(TAAKOMSCHRIJVING) Neem de regels letterlijk over, beginnend bij de regel die "dry grass and return bounding boxes." bevat en eindigend bij de regel die "[23,50,65,130]" bevat, beide regels inbegrepen.
+++ GEGEVENS BIJ TAAK
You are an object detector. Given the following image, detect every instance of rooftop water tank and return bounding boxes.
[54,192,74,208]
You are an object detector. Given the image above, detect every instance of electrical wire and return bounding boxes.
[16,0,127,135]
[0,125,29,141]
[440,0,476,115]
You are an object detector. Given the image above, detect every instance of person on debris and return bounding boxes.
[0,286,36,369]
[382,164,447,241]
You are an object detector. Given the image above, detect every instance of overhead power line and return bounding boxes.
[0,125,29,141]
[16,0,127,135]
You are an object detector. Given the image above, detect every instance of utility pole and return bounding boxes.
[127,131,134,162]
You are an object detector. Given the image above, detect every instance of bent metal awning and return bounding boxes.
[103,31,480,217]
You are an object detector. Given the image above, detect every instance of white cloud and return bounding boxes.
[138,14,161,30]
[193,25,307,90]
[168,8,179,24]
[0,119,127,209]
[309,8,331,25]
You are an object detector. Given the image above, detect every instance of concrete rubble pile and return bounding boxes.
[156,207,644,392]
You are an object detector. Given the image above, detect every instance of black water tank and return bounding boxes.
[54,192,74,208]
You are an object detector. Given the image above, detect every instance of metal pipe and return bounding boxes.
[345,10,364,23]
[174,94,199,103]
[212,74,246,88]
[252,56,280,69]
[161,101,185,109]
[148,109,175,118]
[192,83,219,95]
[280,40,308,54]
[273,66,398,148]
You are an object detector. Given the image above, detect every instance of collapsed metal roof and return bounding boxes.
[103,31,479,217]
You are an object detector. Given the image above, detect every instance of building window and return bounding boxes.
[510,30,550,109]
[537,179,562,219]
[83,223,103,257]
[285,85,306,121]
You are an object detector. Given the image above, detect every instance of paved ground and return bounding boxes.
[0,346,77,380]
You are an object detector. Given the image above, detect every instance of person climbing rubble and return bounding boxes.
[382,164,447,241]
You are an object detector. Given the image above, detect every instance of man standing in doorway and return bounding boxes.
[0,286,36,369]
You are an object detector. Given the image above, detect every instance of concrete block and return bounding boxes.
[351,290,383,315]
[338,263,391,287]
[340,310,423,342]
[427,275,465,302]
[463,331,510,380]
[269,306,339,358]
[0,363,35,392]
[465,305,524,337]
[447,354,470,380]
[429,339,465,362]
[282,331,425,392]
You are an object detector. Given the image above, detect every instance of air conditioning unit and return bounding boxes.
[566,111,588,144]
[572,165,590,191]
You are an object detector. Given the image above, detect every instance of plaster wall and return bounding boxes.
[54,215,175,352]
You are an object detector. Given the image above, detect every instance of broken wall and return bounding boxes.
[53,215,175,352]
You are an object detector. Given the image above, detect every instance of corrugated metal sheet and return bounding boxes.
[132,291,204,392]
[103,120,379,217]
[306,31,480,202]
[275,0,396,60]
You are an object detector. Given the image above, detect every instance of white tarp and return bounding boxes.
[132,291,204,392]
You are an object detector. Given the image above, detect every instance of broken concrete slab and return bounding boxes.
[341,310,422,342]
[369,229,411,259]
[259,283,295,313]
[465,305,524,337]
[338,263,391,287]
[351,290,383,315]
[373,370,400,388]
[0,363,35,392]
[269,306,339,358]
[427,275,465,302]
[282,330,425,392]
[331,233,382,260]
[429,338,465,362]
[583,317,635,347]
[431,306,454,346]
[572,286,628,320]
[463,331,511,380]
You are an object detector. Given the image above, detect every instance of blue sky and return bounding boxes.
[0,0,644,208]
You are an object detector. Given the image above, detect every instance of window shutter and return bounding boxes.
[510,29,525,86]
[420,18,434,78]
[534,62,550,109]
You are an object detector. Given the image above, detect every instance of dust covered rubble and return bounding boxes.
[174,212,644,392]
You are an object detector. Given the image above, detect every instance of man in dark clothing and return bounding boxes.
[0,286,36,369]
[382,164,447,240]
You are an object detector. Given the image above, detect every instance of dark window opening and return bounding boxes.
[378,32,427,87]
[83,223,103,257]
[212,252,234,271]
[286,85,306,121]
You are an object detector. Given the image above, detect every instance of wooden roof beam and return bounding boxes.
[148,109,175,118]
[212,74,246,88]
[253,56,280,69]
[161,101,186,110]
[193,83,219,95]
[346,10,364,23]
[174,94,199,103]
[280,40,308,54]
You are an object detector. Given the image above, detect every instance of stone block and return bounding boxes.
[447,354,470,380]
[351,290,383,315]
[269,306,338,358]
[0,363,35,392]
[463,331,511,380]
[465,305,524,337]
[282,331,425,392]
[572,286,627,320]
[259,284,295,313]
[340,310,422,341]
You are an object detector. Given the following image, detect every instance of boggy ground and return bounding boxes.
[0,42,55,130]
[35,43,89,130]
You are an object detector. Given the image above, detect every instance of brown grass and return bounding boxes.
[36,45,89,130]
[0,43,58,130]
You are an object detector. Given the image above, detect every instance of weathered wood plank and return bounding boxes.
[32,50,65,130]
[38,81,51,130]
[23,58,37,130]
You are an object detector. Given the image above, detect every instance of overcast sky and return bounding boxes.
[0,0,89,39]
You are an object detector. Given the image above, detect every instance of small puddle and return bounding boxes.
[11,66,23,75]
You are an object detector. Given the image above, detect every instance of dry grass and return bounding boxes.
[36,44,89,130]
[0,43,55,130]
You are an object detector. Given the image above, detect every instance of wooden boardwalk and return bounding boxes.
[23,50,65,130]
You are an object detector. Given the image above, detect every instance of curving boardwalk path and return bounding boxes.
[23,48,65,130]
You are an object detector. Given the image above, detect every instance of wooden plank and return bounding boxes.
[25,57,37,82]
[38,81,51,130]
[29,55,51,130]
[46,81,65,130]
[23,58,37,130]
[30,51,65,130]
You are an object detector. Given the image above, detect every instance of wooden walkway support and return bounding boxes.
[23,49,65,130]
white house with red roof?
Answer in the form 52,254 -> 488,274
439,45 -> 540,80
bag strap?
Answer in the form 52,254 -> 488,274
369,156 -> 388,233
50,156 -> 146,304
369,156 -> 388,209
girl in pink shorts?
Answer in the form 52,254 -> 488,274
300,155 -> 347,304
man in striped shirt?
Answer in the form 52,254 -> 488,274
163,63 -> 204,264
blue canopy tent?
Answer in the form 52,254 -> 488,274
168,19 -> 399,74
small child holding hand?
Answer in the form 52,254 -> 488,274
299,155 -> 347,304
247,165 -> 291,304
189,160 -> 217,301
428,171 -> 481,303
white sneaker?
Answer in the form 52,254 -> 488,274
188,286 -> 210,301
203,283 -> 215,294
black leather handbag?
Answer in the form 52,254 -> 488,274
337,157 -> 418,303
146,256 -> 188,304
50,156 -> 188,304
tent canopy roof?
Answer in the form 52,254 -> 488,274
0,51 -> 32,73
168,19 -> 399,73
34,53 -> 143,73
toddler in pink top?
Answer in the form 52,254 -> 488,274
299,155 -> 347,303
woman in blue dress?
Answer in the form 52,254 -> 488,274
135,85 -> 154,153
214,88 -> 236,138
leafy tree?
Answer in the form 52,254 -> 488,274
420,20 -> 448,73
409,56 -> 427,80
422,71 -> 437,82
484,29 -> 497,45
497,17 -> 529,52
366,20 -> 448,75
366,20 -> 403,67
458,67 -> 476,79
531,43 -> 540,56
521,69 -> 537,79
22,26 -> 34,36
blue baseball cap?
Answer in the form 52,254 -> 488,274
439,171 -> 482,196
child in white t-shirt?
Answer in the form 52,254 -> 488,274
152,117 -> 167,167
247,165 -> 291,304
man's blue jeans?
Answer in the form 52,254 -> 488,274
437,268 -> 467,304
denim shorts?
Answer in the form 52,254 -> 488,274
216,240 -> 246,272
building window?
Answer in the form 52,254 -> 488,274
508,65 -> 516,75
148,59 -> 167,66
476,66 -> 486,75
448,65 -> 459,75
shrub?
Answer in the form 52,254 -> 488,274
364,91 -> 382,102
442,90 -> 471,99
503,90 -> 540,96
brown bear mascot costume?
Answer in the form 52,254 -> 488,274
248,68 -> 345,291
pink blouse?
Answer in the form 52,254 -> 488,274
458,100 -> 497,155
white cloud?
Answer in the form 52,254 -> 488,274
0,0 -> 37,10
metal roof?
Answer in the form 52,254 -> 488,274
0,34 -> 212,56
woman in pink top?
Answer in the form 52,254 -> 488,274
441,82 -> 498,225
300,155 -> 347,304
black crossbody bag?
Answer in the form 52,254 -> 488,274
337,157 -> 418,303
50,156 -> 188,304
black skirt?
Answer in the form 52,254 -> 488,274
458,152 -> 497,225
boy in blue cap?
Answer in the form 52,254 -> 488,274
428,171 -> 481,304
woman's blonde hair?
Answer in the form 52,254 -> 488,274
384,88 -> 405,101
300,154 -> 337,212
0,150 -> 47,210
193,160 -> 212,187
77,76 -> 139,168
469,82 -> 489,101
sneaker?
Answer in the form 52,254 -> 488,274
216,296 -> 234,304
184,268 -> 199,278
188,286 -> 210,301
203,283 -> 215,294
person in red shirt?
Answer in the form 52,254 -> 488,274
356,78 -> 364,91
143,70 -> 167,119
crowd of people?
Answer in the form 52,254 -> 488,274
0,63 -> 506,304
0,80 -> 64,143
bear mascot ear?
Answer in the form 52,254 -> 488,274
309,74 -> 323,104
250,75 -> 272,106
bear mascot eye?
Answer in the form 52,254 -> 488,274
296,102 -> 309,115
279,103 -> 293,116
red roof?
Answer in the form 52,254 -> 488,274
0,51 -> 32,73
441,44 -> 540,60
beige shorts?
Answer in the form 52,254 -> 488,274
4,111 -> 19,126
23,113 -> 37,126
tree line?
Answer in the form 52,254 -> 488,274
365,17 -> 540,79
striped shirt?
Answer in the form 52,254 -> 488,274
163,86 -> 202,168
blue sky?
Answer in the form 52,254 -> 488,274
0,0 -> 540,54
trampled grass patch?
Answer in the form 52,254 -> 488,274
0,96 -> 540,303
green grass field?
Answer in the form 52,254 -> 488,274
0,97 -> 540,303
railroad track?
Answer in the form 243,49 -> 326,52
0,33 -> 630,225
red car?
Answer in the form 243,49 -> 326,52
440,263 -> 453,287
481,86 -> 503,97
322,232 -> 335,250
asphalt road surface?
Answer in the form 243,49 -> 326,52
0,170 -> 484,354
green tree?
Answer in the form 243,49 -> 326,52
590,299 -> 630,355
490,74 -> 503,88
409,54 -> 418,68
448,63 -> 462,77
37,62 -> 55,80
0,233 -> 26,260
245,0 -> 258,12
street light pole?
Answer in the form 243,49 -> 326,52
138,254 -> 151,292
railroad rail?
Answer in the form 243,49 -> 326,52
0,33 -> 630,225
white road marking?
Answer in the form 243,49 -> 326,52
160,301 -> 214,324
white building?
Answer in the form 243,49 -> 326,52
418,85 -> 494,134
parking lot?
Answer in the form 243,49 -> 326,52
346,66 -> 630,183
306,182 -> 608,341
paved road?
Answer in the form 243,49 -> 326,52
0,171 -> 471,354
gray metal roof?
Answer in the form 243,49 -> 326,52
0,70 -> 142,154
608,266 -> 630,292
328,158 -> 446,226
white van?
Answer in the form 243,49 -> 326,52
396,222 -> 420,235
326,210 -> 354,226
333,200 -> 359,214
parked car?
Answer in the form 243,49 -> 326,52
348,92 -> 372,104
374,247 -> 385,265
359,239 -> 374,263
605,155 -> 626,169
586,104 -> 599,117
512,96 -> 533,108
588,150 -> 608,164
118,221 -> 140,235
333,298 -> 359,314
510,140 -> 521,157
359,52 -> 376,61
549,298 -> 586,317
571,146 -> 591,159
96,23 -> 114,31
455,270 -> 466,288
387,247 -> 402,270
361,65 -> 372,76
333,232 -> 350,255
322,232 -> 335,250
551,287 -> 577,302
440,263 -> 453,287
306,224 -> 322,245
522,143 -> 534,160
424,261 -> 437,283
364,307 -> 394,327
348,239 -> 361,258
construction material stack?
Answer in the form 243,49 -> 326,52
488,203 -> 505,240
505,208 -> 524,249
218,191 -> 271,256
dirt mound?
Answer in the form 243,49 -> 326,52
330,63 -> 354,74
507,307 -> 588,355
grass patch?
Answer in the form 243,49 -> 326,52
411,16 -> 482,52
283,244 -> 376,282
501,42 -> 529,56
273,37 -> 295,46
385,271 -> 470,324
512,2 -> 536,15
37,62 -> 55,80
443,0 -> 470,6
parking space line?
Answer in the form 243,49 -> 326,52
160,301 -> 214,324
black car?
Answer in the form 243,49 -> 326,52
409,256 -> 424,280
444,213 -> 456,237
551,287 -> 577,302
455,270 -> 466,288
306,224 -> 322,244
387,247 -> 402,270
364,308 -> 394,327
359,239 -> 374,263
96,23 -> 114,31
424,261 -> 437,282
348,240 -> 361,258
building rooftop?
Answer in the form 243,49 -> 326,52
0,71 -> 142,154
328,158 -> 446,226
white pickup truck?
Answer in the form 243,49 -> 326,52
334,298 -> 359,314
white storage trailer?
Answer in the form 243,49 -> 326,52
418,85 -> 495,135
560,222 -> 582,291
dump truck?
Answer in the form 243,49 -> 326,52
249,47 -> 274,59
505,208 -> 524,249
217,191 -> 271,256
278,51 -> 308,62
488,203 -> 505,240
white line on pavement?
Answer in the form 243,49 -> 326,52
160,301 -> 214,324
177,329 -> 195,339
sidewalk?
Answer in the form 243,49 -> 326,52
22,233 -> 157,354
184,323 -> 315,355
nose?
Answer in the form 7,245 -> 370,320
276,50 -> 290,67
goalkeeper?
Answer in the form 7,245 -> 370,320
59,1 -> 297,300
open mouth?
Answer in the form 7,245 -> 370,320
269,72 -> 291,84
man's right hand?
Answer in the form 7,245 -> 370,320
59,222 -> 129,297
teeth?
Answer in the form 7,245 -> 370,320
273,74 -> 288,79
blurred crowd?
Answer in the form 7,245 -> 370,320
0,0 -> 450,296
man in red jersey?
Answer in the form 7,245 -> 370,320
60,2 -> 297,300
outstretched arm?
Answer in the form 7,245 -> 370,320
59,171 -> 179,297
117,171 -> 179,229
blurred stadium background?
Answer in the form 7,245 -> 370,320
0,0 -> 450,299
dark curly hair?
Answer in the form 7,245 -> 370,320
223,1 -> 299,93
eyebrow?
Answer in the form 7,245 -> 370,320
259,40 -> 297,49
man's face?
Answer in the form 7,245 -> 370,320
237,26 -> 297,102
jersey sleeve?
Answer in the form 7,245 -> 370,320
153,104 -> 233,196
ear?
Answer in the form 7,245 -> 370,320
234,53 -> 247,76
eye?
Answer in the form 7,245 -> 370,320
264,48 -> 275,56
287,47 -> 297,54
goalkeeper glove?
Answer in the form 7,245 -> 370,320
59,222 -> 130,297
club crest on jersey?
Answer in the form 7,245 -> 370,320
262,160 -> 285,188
++++++
(VOLLEDIG ANTWOORD)
You are an object detector. Given the image above, detect every instance of dry grass and return bounding boxes.
[36,44,89,130]
[0,43,55,130]
You are an object detector. Given the image above, detect every instance of wooden boardwalk and return bounding boxes.
[23,50,65,130]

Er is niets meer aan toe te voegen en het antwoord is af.